> REQUIRED WORK
According to the excerpt below about technology in the classroom, what will social media continue to shape?

The global conversation has shifted: Ban or teach?

It is no longer about whether technology enters the classroom. It is about how it enters, according to what criteria and for what purpose. Because perhaps the most intelligent question is not how we keep children away from technology, but how we teach them to live critically with it.
Because artificial intelligence will not disappear. Algorithms will not disappear either. Social media will continue to shape public conversation, identity and consumption. So what should they learn? How do we ensure that the uses and impacts of technology reach a prepared brain?
Yes, a brain prepared to question, filter and discern. To distinguish information from manipulation. To tolerate the uncertainty of not knowing everything immediately. To build one's own criteria amidst the noise. To know when to stop.

> RECORD EXCERPTS
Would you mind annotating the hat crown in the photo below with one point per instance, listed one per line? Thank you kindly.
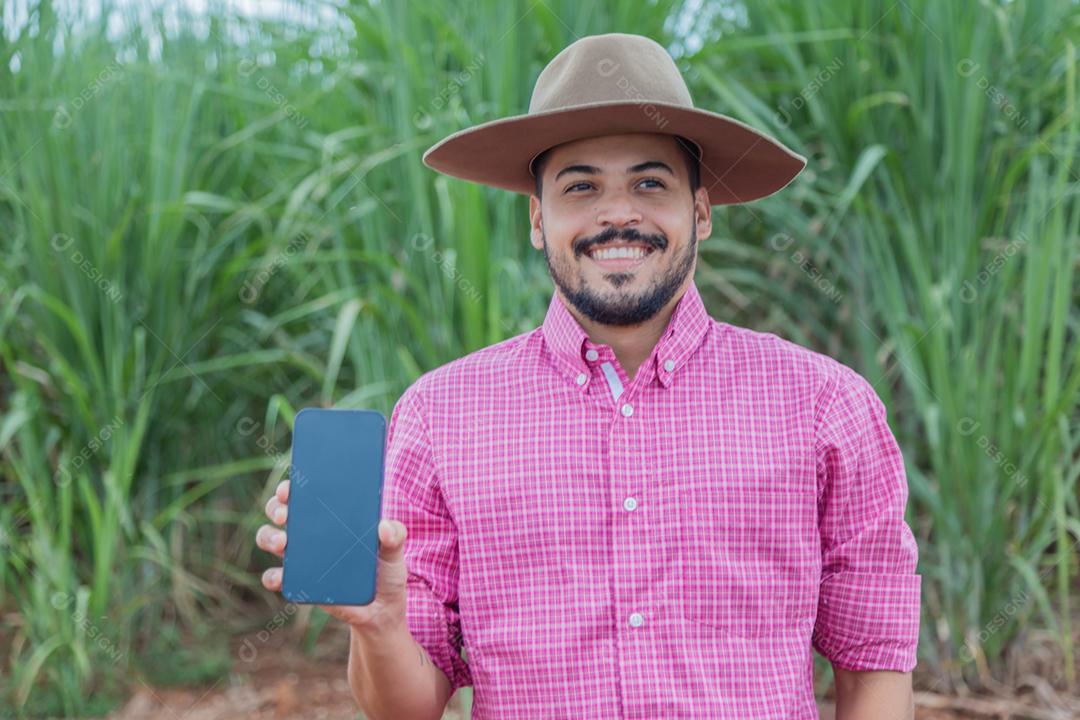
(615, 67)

---

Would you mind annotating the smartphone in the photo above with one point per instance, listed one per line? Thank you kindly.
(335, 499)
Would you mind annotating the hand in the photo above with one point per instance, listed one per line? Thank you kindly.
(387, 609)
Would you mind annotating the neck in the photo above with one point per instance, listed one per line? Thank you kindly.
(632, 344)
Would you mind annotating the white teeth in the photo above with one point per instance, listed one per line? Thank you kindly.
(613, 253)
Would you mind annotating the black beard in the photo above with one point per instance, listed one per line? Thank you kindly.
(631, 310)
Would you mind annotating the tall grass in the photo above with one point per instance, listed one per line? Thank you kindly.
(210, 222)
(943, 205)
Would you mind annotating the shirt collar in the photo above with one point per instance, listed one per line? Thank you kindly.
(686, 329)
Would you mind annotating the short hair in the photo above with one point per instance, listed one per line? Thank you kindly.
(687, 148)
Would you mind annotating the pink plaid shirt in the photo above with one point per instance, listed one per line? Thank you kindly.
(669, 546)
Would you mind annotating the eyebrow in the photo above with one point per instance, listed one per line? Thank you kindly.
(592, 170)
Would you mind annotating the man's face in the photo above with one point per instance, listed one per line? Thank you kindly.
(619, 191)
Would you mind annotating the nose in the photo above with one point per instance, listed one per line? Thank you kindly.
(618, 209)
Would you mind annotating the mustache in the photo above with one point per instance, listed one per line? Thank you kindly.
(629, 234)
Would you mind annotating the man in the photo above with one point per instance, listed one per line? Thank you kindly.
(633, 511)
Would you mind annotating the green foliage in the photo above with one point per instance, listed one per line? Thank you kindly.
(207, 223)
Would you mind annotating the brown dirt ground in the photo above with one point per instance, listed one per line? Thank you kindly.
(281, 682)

> OUTPUT
Public conversation, identity and consumption.